*THE PROBLEM*
Convert the part of the data that opens with the line containing "foam in the frame above." and closes with the line containing "121,16 -> 127,37" into a numbered list, with both of those lines included and blank lines left out.

*SUPPLIED INFORMATION*
━━━━━━━━

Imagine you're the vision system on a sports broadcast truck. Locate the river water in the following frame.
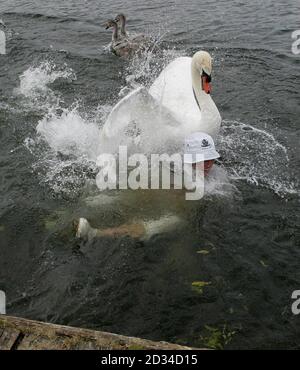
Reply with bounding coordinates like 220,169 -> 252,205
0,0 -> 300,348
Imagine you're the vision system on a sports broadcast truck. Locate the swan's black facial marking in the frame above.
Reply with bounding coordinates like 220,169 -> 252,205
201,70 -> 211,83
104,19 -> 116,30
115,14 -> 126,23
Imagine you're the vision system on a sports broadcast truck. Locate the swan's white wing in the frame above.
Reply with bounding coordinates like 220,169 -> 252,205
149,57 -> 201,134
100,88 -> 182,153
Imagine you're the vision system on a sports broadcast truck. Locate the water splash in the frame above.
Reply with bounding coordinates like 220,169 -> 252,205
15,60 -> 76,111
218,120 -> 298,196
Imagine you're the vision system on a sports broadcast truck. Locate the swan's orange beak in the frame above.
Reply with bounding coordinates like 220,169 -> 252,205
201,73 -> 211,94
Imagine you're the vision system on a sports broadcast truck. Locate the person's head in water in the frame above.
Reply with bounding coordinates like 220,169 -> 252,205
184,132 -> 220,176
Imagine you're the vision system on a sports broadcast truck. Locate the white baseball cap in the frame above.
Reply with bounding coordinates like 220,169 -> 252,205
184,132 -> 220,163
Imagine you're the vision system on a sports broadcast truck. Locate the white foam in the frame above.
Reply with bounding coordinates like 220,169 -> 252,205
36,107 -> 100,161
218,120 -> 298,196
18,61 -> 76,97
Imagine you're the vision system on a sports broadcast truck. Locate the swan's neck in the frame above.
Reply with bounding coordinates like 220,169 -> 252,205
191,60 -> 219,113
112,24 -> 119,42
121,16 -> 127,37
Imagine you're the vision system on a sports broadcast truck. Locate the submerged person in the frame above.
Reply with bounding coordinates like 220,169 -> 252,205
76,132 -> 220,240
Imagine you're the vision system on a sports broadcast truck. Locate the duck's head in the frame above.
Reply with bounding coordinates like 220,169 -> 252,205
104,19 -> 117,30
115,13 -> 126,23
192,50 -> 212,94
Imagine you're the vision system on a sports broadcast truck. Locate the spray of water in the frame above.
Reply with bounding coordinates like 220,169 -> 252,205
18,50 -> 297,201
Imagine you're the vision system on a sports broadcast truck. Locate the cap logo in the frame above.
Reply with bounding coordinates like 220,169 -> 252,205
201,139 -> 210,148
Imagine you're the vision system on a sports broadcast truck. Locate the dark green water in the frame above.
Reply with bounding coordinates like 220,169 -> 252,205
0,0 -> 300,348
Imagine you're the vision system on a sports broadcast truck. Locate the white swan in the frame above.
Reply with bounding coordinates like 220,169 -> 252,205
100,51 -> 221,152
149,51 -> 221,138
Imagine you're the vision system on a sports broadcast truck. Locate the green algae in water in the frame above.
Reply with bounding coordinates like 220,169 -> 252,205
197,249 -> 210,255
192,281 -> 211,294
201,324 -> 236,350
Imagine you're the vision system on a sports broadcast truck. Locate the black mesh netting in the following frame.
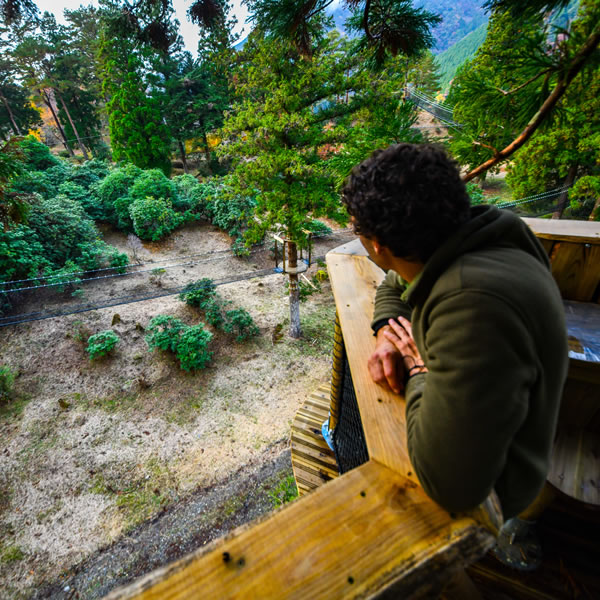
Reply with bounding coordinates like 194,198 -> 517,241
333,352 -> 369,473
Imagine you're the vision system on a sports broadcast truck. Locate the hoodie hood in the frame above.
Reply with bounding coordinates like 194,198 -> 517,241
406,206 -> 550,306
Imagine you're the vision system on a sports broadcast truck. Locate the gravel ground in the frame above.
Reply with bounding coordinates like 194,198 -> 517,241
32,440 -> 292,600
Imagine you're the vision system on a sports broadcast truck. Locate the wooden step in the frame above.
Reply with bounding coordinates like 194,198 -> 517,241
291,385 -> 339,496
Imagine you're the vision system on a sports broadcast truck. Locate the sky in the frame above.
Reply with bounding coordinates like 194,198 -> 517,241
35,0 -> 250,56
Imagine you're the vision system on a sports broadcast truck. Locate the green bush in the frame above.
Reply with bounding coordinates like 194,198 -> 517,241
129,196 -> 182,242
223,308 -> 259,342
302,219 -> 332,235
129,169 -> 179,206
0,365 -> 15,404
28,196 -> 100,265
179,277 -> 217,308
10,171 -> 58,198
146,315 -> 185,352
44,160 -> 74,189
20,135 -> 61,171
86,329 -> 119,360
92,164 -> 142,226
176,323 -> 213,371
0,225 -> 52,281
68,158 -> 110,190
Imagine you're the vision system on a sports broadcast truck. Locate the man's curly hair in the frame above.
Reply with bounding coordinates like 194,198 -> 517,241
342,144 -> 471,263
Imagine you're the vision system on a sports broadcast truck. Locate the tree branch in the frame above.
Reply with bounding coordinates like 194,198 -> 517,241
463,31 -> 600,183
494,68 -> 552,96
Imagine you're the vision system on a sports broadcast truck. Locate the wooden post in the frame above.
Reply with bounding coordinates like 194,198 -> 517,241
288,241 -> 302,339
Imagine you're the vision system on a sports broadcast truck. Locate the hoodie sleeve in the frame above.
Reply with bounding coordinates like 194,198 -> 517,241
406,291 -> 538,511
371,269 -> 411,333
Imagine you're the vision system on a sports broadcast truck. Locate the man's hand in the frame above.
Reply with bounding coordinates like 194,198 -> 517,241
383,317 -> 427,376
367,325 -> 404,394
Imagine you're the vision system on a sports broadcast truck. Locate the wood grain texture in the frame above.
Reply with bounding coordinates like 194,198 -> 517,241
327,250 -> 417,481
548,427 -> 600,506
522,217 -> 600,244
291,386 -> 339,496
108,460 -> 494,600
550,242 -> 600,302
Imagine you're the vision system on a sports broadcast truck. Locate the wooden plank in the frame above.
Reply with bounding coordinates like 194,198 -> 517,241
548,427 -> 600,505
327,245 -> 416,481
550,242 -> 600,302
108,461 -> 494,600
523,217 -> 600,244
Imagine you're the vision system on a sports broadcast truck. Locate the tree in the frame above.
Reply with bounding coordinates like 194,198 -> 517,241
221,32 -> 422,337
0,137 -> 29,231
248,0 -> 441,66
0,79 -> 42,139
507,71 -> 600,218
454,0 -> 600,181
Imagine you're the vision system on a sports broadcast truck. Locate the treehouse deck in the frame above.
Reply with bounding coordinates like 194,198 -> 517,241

━━━━━━━━

*COMPLETE ANSWER*
1. Imagine you're the vision system on a sports broadcast truck. Locate the white foam in the frame above.
2. Reply with bounding coordinates like 220,169 -> 252,205
3. 36,107 -> 100,161
4. 218,120 -> 298,196
5. 18,61 -> 76,97
6. Imagine you're the vision system on a sports broadcast truck. Locate the swan's neck in the frame above.
7. Reply with bounding coordinates like 220,169 -> 252,205
8. 191,60 -> 219,113
9. 112,24 -> 119,42
10. 121,16 -> 127,37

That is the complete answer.